**Problem details:** Leaving out the pictures, copy each record below exactly.

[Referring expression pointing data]
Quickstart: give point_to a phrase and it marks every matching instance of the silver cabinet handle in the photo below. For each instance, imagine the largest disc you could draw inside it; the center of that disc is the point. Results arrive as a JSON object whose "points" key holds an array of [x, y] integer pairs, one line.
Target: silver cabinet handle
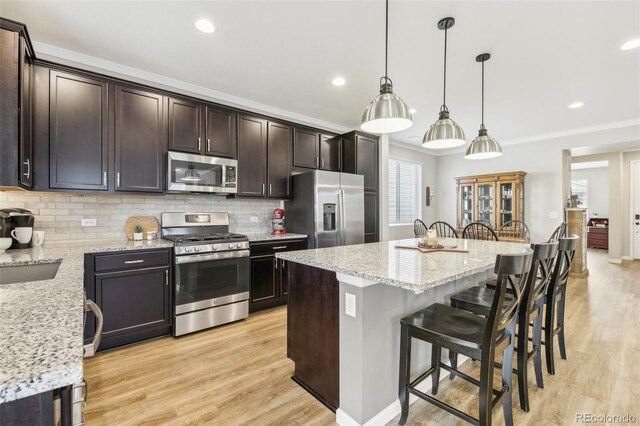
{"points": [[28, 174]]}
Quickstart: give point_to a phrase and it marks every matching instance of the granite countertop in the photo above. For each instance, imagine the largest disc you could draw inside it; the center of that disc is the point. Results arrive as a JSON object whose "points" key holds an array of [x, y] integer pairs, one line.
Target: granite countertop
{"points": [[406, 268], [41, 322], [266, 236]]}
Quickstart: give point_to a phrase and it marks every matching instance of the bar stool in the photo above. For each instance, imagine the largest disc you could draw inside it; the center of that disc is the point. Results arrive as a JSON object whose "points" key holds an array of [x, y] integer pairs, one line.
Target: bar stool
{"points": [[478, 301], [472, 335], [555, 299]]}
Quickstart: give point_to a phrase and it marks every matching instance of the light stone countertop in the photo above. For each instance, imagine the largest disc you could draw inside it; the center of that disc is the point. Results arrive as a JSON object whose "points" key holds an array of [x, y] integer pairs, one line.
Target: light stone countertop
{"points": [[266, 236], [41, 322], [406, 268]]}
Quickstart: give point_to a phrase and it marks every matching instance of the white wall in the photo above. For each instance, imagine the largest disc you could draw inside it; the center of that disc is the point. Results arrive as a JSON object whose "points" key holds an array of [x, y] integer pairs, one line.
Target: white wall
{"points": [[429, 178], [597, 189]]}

**Task solution:**
Quickstart: give point_to a phrase and it marks every matching instance of the silver cabinet handle in the photo below. For each instance, imagine the largest disc you could draw inside it; the center of that disc is the point. Results arrive as a JSON object whose "points" key holds an array of [x, y] integer pairs, one line.
Target: silver cabinet handle
{"points": [[28, 174]]}
Quickstart: give point_to a phrase and it marks every matching instance of the granite countertop in the photo above. For each instance, imagine the largest disc you could draw inside it; the center of that disc is the point. Results arrive as a JSON object whose "points" key holds an array of [x, y] integer pairs, one line.
Target: granite countertop
{"points": [[406, 268], [41, 322], [266, 236]]}
Quickstart: give point_to a phrase and it marks every matching instance of the bar stool in the photo above. For each instance, imagine the largest disc you could draw inside it; the center of that disc is the point. Results arrive as a JSON object whose "points" key holds an array of [x, y] integer pairs, one line.
Target: bar stool
{"points": [[478, 301], [472, 335], [555, 299]]}
Quickstart: give point_to a phrase and it marks every matching instance of the light stone countertop in the photo above. For each instance, imagine the largest disc you could draw inside it; the center of that disc is the point. Results arrive as a JSON object whose "points" key holds an array of [x, y] integer pairs, one line.
Target: light stone countertop
{"points": [[266, 236], [41, 322], [406, 268]]}
Quickstart: give point_to a phrase and it marks every matching instance of the white wall in the photo above. For each instance, imagine the largest disc you could draw inside it; the center of that disc is the point. Results arrive as a JSON object whose "points" key holds an array of [x, y] integer pairs, one line.
Target: white wall
{"points": [[429, 178], [597, 189]]}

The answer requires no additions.